→ Data:
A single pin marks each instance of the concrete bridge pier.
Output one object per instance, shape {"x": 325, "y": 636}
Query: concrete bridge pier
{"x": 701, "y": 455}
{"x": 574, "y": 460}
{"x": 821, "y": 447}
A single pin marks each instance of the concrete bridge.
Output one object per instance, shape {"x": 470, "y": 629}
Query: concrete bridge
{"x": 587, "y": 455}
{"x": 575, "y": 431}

→ Prompt: Rewrite all the lines above, replacing every "concrete" with "stone" and leaving everything else unchanged.

→ Solution:
A single pin marks each instance of the stone bridge pier.
Output one object per instance, shape {"x": 325, "y": 636}
Query: stone bridge pier
{"x": 701, "y": 455}
{"x": 574, "y": 460}
{"x": 821, "y": 447}
A single pin marks each instance of the stone bridge.
Output one object per instance, shape {"x": 470, "y": 629}
Query: stone bridge
{"x": 587, "y": 455}
{"x": 575, "y": 431}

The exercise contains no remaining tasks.